Find every line in the entries below that contains the word "street" and copy each one out in full. Case counts.

----- Provided records -----

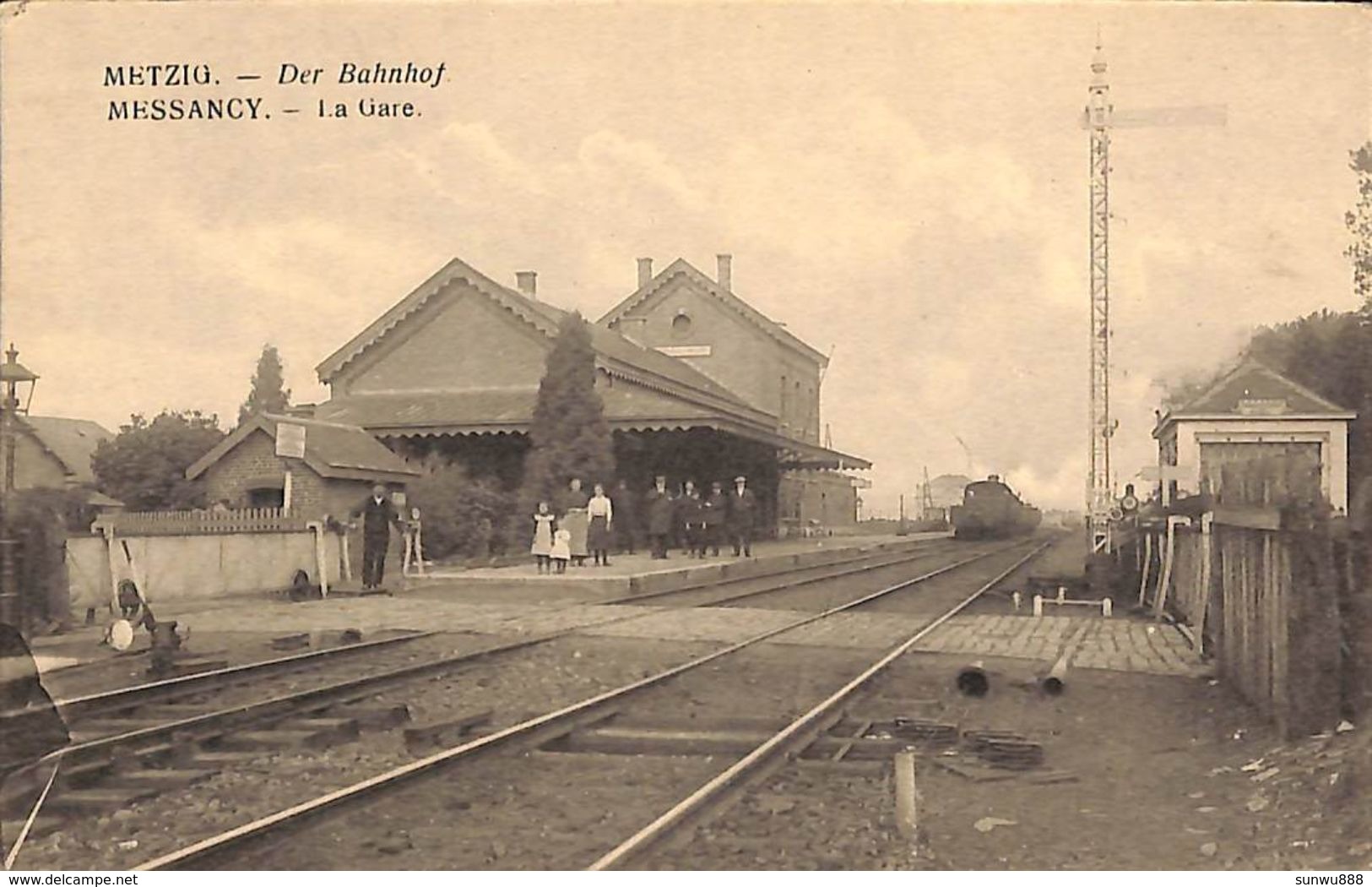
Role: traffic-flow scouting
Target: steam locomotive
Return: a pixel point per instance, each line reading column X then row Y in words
column 991, row 509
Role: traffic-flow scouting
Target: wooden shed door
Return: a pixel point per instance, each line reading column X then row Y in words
column 1283, row 469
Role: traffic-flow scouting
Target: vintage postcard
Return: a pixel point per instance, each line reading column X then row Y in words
column 686, row 436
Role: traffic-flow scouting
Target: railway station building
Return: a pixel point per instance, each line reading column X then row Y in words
column 695, row 384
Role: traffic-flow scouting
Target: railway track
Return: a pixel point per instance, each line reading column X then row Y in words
column 399, row 794
column 135, row 743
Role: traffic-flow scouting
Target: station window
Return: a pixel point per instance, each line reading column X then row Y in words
column 681, row 324
column 267, row 498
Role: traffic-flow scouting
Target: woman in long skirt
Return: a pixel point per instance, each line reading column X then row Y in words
column 542, row 547
column 599, row 536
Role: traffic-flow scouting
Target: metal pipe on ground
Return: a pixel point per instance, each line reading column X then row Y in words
column 973, row 682
column 907, row 795
column 1057, row 678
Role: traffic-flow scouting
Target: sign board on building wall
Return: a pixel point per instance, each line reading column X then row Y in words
column 685, row 351
column 290, row 441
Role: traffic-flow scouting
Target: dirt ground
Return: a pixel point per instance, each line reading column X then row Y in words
column 513, row 685
column 1159, row 773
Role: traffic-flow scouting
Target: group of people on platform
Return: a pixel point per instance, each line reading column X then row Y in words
column 579, row 526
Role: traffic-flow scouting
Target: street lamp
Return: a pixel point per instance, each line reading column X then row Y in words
column 13, row 373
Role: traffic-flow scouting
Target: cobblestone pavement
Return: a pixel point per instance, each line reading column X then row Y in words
column 1120, row 645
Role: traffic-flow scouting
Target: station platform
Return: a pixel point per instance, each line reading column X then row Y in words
column 640, row 573
column 485, row 601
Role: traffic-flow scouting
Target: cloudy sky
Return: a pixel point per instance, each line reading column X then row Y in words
column 903, row 184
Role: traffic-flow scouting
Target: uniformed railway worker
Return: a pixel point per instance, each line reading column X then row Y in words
column 662, row 513
column 717, row 511
column 742, row 514
column 693, row 520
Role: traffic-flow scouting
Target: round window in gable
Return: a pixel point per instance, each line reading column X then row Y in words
column 681, row 324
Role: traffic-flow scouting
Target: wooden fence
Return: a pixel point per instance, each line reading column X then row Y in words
column 202, row 522
column 1258, row 590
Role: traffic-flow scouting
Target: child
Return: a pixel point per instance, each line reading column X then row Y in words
column 561, row 551
column 542, row 537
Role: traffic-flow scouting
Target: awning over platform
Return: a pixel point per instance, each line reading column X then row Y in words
column 511, row 411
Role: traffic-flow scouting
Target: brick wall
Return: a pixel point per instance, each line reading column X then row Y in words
column 254, row 463
column 825, row 496
column 742, row 359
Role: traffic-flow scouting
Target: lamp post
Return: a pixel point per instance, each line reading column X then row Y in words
column 13, row 373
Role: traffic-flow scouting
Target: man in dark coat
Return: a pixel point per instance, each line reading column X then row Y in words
column 30, row 726
column 629, row 531
column 717, row 511
column 691, row 515
column 377, row 516
column 742, row 513
column 662, row 513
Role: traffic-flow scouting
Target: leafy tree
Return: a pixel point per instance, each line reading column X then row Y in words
column 461, row 515
column 144, row 465
column 269, row 393
column 1360, row 226
column 570, row 436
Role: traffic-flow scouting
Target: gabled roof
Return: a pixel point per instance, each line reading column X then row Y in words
column 511, row 411
column 498, row 411
column 70, row 441
column 331, row 449
column 691, row 272
column 544, row 318
column 1255, row 392
column 615, row 353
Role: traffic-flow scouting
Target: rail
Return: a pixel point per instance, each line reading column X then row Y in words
column 530, row 731
column 794, row 735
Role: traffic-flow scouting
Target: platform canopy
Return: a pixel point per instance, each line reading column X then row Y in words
column 463, row 356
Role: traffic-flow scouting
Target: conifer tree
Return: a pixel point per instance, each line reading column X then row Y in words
column 1360, row 226
column 269, row 393
column 570, row 436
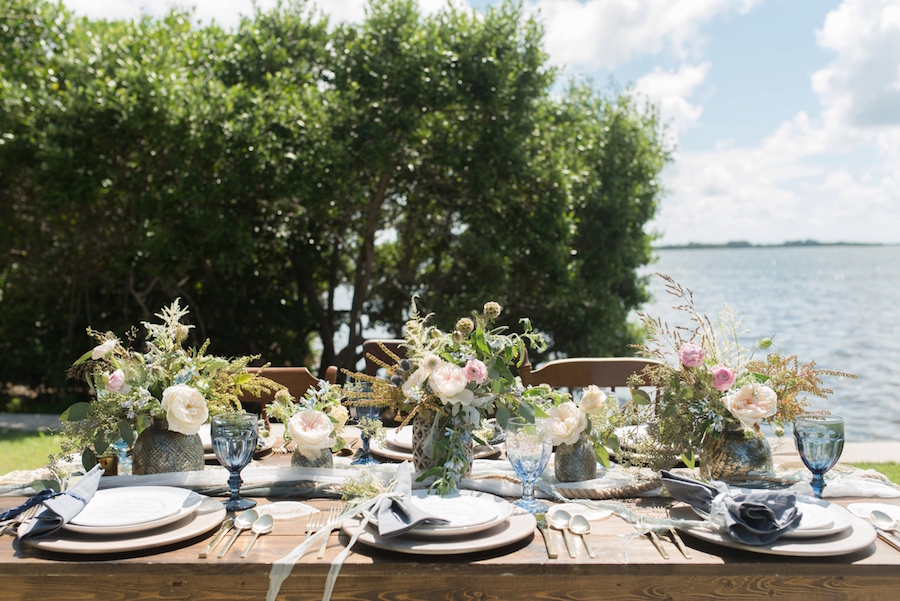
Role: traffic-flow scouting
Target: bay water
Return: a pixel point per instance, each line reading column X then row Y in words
column 836, row 305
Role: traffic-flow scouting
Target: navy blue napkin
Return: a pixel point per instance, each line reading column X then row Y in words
column 754, row 518
column 397, row 516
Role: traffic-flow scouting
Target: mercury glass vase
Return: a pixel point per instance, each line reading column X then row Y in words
column 736, row 455
column 159, row 450
column 576, row 462
column 323, row 460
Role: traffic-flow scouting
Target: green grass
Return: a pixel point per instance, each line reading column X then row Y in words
column 891, row 470
column 26, row 450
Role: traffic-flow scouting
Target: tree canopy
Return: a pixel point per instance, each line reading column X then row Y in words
column 265, row 174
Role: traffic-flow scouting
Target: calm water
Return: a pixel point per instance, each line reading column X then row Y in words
column 839, row 306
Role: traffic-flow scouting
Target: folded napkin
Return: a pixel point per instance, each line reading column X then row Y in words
column 396, row 515
column 755, row 518
column 63, row 507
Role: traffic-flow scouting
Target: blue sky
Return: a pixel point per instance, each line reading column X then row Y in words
column 785, row 114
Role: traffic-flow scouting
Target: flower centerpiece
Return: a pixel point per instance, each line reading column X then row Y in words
column 315, row 423
column 712, row 394
column 161, row 394
column 447, row 383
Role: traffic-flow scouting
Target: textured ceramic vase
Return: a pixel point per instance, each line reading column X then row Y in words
column 158, row 450
column 575, row 462
column 422, row 423
column 734, row 457
column 324, row 460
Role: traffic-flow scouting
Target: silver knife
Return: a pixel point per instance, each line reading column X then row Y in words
column 545, row 531
column 226, row 526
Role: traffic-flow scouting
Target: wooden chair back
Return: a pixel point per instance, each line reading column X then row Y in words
column 296, row 379
column 606, row 372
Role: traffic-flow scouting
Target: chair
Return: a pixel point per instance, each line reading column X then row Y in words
column 606, row 372
column 296, row 379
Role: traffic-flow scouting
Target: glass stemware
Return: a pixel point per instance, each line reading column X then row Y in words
column 365, row 456
column 234, row 438
column 820, row 442
column 528, row 448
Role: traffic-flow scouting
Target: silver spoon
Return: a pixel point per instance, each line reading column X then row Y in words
column 581, row 526
column 263, row 525
column 883, row 521
column 559, row 520
column 241, row 523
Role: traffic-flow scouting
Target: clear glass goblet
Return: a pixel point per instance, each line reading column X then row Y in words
column 820, row 442
column 234, row 438
column 528, row 448
column 365, row 456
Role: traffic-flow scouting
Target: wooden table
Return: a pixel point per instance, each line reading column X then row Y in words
column 624, row 569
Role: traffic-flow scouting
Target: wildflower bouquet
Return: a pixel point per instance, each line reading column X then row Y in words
column 314, row 422
column 452, row 380
column 715, row 385
column 165, row 384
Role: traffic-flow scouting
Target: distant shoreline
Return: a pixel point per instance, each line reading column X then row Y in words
column 744, row 244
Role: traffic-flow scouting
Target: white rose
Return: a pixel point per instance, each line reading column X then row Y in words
column 414, row 381
column 340, row 413
column 751, row 403
column 311, row 431
column 568, row 422
column 185, row 409
column 449, row 382
column 102, row 350
column 592, row 400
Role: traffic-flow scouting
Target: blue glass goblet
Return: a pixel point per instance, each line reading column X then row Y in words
column 528, row 448
column 365, row 456
column 820, row 442
column 234, row 438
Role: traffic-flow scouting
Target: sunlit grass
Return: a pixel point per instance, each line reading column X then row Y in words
column 891, row 470
column 26, row 450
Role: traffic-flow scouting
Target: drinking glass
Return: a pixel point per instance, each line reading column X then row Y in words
column 234, row 441
column 528, row 448
column 820, row 442
column 365, row 457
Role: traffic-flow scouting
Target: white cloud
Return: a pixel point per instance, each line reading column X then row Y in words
column 670, row 91
column 606, row 33
column 808, row 178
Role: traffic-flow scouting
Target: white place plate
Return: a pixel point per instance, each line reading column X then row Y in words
column 401, row 440
column 191, row 502
column 389, row 452
column 468, row 512
column 818, row 518
column 514, row 529
column 116, row 507
column 856, row 537
column 208, row 516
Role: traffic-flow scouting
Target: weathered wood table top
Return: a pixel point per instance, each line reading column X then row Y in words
column 625, row 568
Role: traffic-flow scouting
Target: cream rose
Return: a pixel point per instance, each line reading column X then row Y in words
column 449, row 382
column 568, row 423
column 592, row 400
column 185, row 409
column 102, row 350
column 751, row 403
column 311, row 431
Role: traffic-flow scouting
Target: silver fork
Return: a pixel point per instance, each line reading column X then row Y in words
column 333, row 516
column 12, row 526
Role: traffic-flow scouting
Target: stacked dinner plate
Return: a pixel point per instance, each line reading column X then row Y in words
column 398, row 446
column 825, row 529
column 134, row 518
column 477, row 522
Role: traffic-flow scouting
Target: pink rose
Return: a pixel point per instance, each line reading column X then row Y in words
column 691, row 355
column 723, row 377
column 475, row 371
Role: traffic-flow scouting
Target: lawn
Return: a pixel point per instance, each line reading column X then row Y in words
column 26, row 450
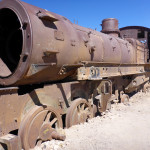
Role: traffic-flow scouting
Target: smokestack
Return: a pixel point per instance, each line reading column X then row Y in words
column 110, row 26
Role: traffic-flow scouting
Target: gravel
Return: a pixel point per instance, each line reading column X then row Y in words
column 124, row 127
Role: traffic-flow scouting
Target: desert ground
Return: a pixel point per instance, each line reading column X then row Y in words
column 124, row 127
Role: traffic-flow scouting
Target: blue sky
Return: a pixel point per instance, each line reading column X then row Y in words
column 90, row 13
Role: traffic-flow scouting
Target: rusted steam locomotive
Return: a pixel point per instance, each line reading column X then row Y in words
column 56, row 74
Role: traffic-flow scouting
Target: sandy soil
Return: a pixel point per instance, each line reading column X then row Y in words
column 123, row 128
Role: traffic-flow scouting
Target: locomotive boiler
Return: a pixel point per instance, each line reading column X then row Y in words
column 55, row 74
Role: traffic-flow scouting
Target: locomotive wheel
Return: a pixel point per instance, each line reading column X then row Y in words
column 146, row 88
column 40, row 125
column 125, row 99
column 79, row 112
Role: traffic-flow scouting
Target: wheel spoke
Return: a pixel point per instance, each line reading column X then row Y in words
column 47, row 119
column 39, row 142
column 78, row 108
column 82, row 107
column 53, row 121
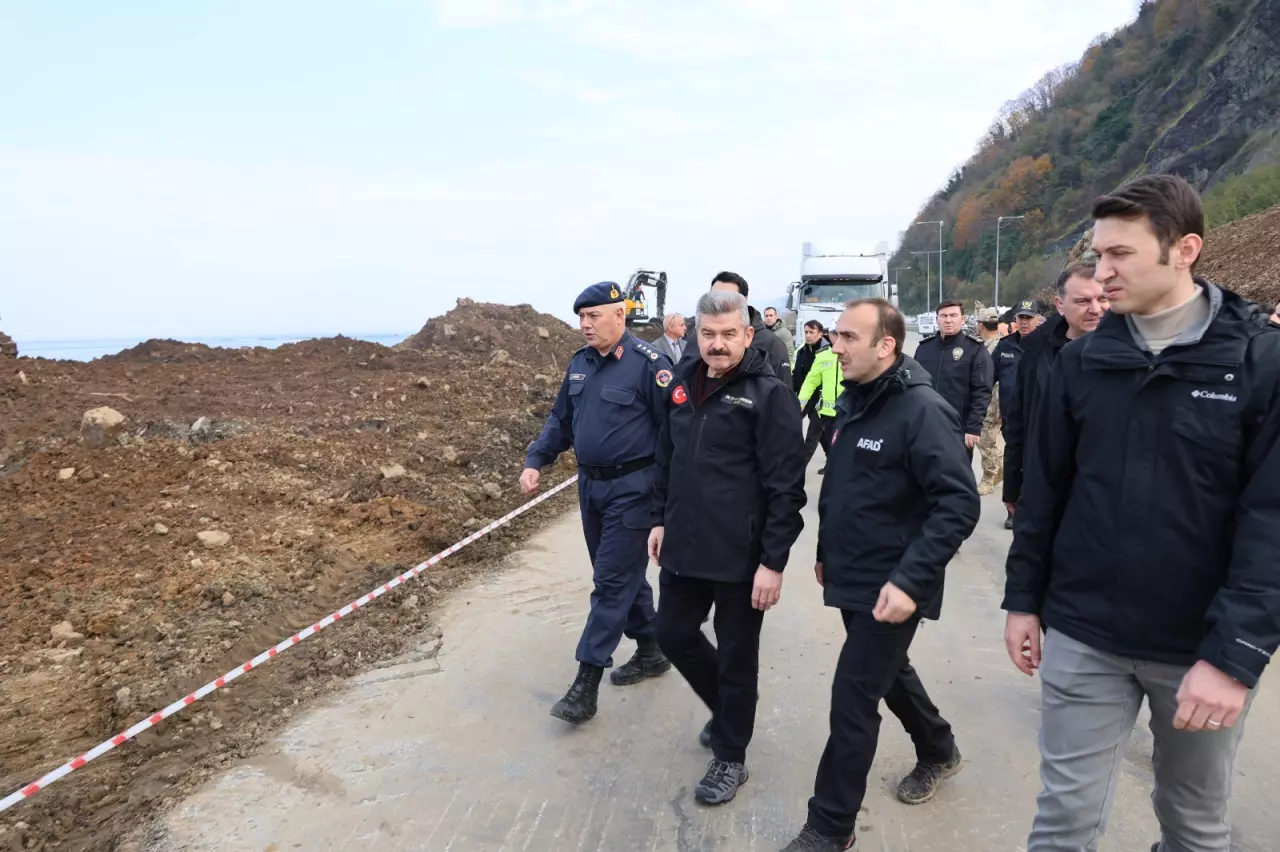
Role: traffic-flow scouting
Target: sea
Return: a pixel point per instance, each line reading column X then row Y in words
column 99, row 347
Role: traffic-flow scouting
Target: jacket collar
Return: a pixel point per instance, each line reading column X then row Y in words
column 1223, row 342
column 858, row 398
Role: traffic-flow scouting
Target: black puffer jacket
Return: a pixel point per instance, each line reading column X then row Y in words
column 1024, row 398
column 730, row 481
column 899, row 497
column 961, row 372
column 1150, row 521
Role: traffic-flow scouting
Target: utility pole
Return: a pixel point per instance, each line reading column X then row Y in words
column 1000, row 219
column 938, row 223
column 928, row 262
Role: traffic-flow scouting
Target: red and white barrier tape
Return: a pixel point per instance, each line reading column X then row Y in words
column 156, row 718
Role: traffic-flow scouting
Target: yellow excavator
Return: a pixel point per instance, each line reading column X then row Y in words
column 645, row 315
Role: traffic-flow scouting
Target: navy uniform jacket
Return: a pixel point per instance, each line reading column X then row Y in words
column 609, row 408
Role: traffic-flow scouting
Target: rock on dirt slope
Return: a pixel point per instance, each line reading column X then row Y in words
column 1244, row 256
column 247, row 494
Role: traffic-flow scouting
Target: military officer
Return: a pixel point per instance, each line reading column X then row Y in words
column 960, row 367
column 609, row 410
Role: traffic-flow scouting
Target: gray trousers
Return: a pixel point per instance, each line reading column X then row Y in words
column 1089, row 704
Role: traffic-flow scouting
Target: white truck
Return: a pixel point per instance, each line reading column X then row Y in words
column 831, row 275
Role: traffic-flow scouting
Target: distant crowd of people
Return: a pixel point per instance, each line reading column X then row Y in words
column 1134, row 434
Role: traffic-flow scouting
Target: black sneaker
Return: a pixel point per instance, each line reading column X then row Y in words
column 922, row 784
column 648, row 662
column 809, row 841
column 721, row 783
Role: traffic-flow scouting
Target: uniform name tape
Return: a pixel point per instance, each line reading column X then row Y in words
column 156, row 718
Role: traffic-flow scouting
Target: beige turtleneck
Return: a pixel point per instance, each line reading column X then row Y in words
column 1159, row 330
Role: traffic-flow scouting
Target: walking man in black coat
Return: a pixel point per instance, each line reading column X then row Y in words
column 728, row 494
column 897, row 502
column 960, row 367
column 1147, row 531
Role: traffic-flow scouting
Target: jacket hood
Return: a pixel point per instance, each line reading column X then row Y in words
column 753, row 363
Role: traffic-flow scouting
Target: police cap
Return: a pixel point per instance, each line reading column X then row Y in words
column 1028, row 307
column 598, row 294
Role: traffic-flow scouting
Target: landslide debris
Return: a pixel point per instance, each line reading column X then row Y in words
column 242, row 495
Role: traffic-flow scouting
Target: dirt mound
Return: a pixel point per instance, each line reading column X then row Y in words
column 481, row 328
column 330, row 466
column 1244, row 256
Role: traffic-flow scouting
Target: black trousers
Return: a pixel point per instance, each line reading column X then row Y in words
column 818, row 431
column 726, row 674
column 873, row 665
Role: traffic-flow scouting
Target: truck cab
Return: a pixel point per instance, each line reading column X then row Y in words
column 830, row 276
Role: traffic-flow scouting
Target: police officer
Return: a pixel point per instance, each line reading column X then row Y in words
column 960, row 367
column 609, row 410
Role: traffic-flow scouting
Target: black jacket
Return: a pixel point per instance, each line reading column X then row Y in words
column 960, row 367
column 804, row 362
column 1150, row 521
column 730, row 482
column 769, row 344
column 1025, row 397
column 1004, row 367
column 899, row 497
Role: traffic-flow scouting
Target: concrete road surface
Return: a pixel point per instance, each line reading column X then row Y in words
column 460, row 755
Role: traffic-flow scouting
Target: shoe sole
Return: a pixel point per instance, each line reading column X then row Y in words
column 650, row 673
column 572, row 720
column 946, row 773
column 722, row 801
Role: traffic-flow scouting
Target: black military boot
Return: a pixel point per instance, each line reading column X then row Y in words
column 579, row 702
column 648, row 662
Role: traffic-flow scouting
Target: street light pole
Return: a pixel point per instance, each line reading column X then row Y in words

-----

### Answer below
Target: street lamp
Target: street light pole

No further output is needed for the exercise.